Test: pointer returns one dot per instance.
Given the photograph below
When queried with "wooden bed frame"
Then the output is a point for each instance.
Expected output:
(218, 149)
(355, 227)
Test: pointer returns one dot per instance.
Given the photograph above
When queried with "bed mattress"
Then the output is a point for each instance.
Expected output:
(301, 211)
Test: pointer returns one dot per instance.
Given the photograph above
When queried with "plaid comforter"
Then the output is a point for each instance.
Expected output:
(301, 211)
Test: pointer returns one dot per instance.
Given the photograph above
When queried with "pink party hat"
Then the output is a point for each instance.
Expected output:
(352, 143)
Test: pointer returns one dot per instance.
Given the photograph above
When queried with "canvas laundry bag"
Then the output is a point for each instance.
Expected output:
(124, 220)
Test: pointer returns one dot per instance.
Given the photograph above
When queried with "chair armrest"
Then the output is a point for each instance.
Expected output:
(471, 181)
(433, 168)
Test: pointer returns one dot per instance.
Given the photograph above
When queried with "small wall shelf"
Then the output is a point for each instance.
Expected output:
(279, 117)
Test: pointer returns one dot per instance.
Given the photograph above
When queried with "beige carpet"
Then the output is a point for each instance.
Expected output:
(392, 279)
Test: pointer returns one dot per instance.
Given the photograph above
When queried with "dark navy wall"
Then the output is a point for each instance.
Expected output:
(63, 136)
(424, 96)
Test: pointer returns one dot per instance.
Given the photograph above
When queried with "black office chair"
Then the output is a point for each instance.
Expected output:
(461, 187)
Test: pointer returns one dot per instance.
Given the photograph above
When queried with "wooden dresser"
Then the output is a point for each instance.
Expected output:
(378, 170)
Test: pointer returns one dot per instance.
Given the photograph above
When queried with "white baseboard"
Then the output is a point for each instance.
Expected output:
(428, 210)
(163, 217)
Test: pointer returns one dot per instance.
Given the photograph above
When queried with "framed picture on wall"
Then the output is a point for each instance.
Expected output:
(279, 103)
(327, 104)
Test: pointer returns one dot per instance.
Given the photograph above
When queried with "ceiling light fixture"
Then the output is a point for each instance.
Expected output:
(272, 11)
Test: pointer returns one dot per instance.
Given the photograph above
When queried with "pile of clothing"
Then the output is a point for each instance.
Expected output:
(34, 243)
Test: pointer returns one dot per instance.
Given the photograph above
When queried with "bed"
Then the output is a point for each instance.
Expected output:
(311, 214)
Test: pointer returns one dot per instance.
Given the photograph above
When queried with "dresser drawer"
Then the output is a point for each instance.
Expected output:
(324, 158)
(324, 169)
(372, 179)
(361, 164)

------

■ Written request ■
Reproduce each record exactly, leaving nothing out.

■ Reply to the task ■
Test: pointer returns one dot per instance.
Given the photograph below
When queried with "wooden bed frame"
Then the output is a point for each instance.
Expected output:
(218, 149)
(355, 227)
Test: pointer returns one dot per instance.
Given the photograph above
When queried with "bed mattress"
Then the output is a point for each instance.
Expected output:
(301, 211)
Test: pointer returns one dot per instance.
Given the photograph above
When queried with "plaid comforter"
Then the output is a point for each instance.
Expected output:
(301, 211)
Test: pointer returns one dot per instance.
Given the photograph above
When queried with "pink party hat"
Then the output is a point for each instance.
Expected output:
(352, 143)
Test: pointer returns one dot per instance.
Given the photograph above
When queried with "canvas laundry bag"
Then the output is a point for each instance.
Expected output:
(124, 220)
Test: pointer returns one dot per instance.
Given the photograph above
When queried with "chair armrest"
Then the output is a point for each instance.
Expected output:
(471, 181)
(433, 168)
Test: pointer returns one dot per instance.
Given the photograph above
When queried with "small wall shelf"
Then the output is a point for each instance.
Expected output:
(279, 117)
Test: pointer returns one dot per instance.
Given the photograph above
When queried with "beige carpet"
Then the output is a point for each instance.
Expected output:
(392, 279)
Test: pointer returns one dot per instance.
Given the photograph above
When queried with "dark navy wall"
Then the output is a point for each instance.
Expected output:
(63, 136)
(424, 96)
Test: pointer returns one dot per instance.
Given the photograph above
When queried with "black office chair"
Then the output is a point for each instance.
Expected output:
(461, 187)
Test: pointer returns one dot per instance.
Given the photograph above
When queried with "wooden dresser"
Then the output is a point for each instance.
Expected output:
(378, 170)
Test: pointer returns one dot per instance.
Given the photograph above
When queried with "white baseboard"
Then the output is a point for each instance.
Expected output:
(428, 210)
(163, 217)
Test: pointer returns one dot per instance.
Given the photograph above
When queried with "framed picture on wall"
Then the output is a point for each instance.
Expected output:
(279, 103)
(327, 104)
Test: pointer returns one dot per instance.
Given the photograph above
When queried with "ceiling light fixture"
Then the output is a point for each instance.
Expected output:
(272, 11)
Test: pointer returns one dot per instance.
Given the photograph above
When queried with "pile of clothing"
Then the output is a point for each instance.
Expected output:
(34, 243)
Test: pointer returns one dot per instance.
Given the photograph above
When queried with "bed"
Then the output is a point for each instance.
Expected output:
(311, 214)
Test: pointer returns one dot per instance.
Given the photograph above
When queried with "dresser drawer"
Then the output is a point for each instance.
Expected output:
(324, 158)
(324, 169)
(372, 179)
(361, 164)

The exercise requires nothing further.